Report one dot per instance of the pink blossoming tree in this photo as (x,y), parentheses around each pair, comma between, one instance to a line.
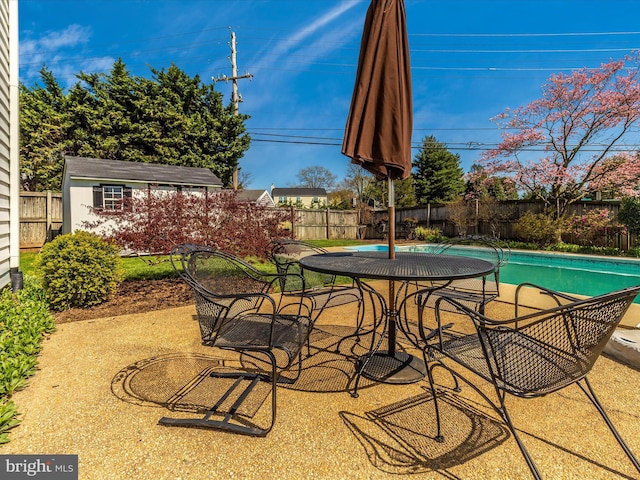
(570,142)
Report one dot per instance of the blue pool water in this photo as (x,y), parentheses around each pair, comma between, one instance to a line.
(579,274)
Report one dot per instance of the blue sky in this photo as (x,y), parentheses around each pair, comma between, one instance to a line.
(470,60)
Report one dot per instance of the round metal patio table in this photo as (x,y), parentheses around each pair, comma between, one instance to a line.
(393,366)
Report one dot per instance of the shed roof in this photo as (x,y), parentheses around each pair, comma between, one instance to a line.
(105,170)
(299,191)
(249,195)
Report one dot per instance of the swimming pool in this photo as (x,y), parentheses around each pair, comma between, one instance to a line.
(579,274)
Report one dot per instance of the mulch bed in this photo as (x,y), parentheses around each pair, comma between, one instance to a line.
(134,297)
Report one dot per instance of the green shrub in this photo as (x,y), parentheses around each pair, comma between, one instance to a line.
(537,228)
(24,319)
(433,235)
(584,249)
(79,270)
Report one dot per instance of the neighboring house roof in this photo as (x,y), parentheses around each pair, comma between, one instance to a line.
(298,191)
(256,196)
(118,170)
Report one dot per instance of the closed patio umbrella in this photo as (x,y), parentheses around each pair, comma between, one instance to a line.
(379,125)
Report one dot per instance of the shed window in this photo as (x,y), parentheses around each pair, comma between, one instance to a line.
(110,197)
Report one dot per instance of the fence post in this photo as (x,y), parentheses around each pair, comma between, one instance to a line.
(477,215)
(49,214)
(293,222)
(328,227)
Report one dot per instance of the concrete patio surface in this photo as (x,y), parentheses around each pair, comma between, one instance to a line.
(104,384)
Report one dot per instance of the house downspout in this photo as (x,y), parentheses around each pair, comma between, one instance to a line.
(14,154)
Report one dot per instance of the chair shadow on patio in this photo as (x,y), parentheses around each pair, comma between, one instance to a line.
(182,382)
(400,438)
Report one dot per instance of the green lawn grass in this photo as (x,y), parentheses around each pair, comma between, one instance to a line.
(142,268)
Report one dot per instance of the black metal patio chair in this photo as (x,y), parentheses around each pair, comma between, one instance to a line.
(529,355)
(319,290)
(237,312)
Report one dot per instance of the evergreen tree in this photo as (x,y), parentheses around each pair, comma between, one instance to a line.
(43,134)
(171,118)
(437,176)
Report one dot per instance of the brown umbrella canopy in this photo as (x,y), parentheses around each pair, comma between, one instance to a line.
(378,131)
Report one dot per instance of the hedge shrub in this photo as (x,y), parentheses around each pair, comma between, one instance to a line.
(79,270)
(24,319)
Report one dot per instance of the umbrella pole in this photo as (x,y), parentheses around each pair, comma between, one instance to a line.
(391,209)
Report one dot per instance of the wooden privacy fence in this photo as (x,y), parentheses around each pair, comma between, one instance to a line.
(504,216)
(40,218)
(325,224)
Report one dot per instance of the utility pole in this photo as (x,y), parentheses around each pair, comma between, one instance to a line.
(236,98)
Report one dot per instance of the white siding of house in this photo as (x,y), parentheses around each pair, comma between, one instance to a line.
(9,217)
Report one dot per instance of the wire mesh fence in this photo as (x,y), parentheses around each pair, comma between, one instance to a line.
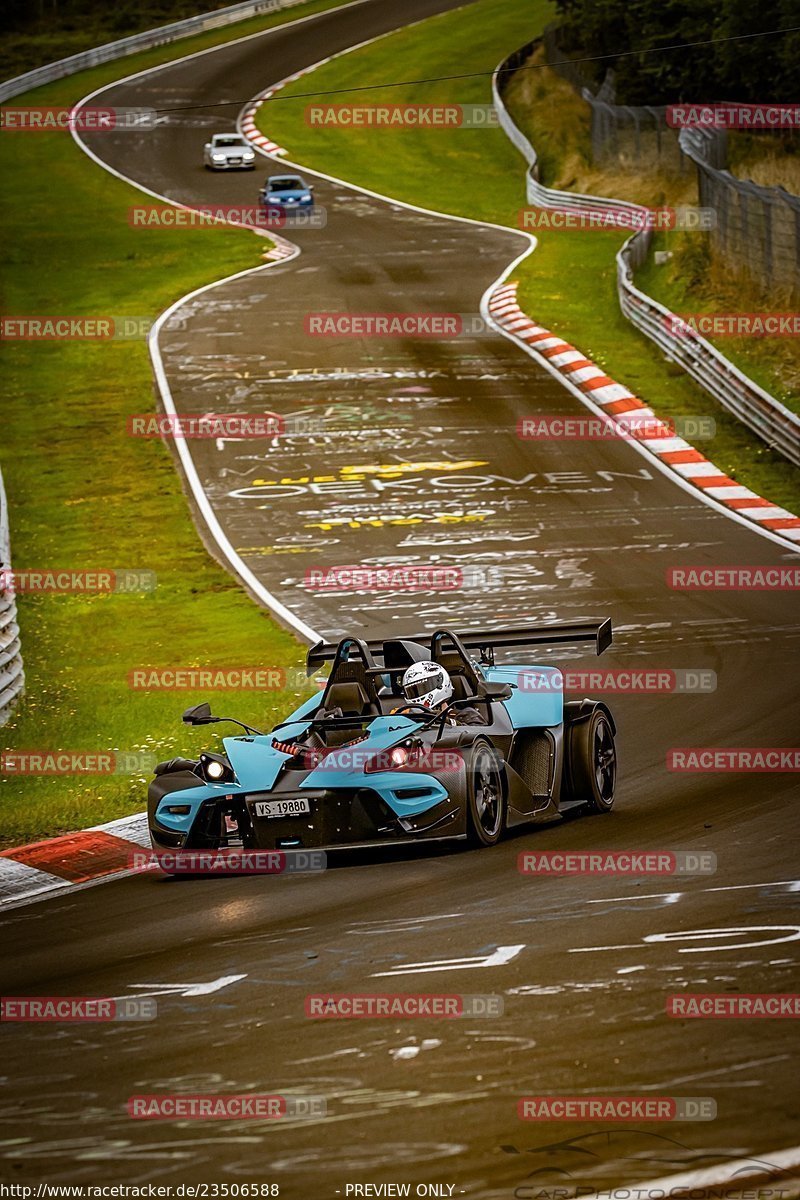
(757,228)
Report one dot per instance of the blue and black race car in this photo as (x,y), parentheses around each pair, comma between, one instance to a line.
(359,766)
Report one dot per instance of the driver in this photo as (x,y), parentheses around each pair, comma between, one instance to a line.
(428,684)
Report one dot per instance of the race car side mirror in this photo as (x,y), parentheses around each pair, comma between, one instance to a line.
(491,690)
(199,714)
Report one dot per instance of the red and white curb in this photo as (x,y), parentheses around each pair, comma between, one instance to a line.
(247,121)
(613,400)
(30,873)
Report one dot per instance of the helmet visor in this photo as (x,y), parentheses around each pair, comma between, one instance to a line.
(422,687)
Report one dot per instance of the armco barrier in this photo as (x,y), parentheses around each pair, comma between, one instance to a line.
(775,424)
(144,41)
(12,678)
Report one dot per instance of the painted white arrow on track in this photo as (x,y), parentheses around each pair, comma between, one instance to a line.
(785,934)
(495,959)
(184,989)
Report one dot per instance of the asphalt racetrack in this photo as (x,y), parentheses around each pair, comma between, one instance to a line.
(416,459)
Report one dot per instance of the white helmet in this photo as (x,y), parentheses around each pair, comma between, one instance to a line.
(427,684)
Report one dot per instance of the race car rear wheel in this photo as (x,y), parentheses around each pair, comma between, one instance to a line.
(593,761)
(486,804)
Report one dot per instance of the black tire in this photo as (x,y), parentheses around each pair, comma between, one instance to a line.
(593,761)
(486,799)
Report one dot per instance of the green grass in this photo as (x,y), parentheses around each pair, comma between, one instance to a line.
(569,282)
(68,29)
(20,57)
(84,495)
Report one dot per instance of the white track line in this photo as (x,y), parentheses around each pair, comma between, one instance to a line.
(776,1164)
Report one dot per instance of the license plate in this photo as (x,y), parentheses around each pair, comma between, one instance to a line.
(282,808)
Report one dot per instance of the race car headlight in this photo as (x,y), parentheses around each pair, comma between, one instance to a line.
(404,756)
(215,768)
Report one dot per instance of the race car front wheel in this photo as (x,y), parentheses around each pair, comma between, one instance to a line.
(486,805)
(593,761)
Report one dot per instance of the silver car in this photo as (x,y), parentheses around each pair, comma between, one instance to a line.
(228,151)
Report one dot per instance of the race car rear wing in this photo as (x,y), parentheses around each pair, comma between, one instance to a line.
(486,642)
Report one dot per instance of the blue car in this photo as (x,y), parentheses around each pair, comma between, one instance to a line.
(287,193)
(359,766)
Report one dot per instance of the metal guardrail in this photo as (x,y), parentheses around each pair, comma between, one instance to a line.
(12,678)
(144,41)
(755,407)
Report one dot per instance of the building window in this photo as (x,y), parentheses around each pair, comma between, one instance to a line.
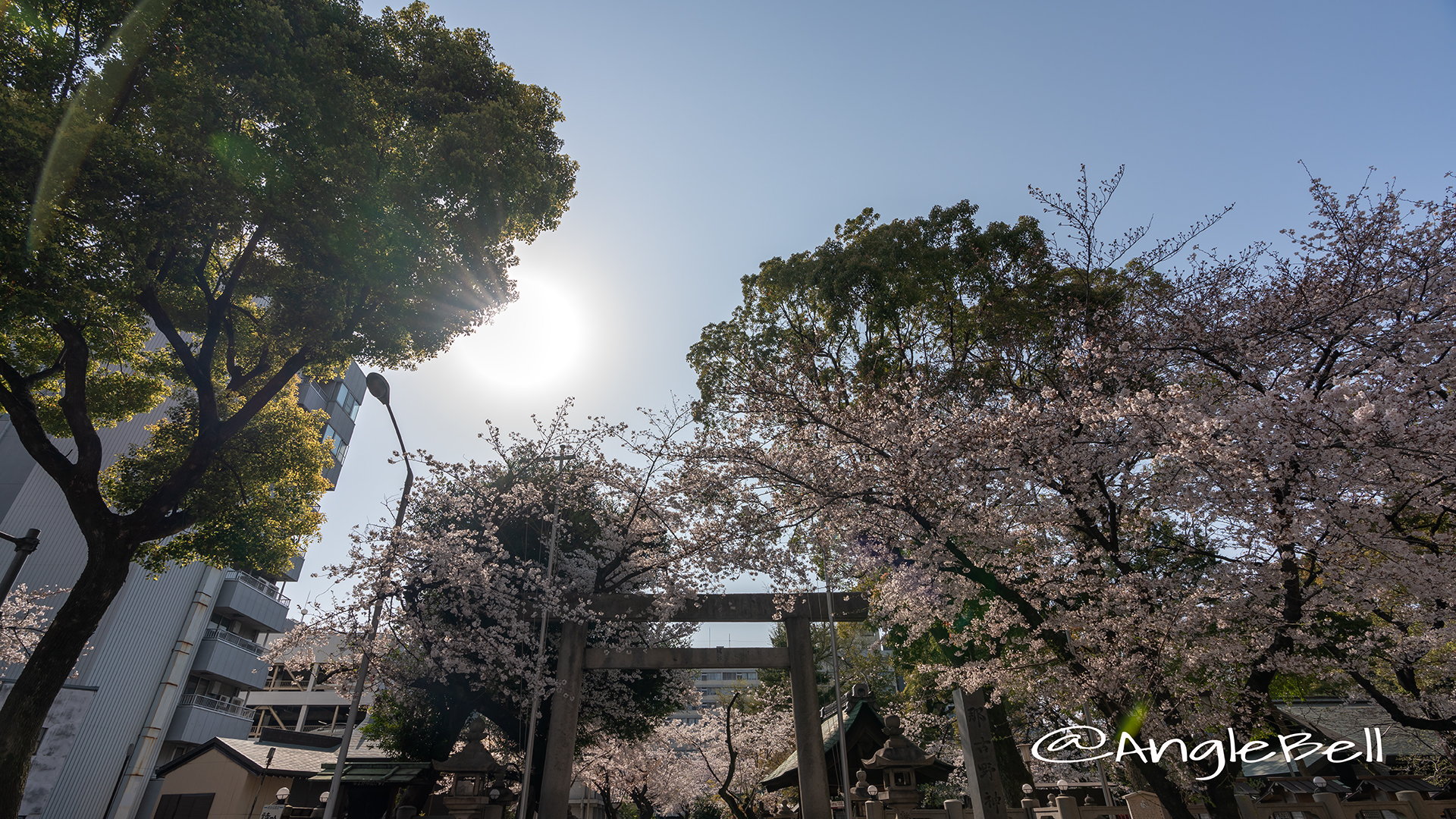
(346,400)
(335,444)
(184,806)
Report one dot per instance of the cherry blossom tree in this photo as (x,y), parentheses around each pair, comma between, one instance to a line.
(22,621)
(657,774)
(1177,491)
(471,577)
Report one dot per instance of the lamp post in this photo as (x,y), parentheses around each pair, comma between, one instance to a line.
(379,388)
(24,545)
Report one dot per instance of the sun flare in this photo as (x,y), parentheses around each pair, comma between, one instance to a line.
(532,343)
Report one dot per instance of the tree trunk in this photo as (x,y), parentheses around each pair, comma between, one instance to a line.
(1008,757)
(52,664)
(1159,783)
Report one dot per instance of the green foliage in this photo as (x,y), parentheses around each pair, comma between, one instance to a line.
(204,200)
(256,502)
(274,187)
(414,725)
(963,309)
+ + + + + + +
◆ OBJECTIVE
Write out exactly the lines from the one containing "Report one dot per instance of the blue car" to the last line of the records above, both included, and leave out any pictures.

◆ ANSWER TO THE EXERCISE
Report one dot per instance of the blue car in this photo as (x,y), parentheses around each pair, comma between, one instance to a line.
(287,193)
(359,766)
Report one dot per instance of the metal guardrail in this photo as (x,y), parentheses around each pair, comma between, one instance to a line.
(12,678)
(144,41)
(755,407)
Report one dot per instance of the building window in this photo as (x,y), parentheses around each pair, comma between, one instance to a line.
(346,400)
(335,444)
(184,806)
Report one dot per instance of the cherry blossom tree in this photo as (x,y), parentheses around each pair, comma between, one instance to a line.
(22,621)
(657,774)
(1177,491)
(471,577)
Report one dot per instance of the lamp post in this photo as (x,y), parentheses around each pair, comma between, one instance to a line.
(379,388)
(24,545)
Report one dot per instance of the sun flare in this photo as (x,y), parentheses around each pair, comma between, one instance to a line.
(532,343)
Report one dot per instance of the tree trunk in this photo as (x,y), parentheses around each pair, comma between, one instance to a line.
(1008,757)
(52,664)
(1159,783)
Report one dot per instance of the green foliage in this photo as (x,y), parentheses around each pair, comma between, one instance to a line.
(204,200)
(256,502)
(274,187)
(414,725)
(963,309)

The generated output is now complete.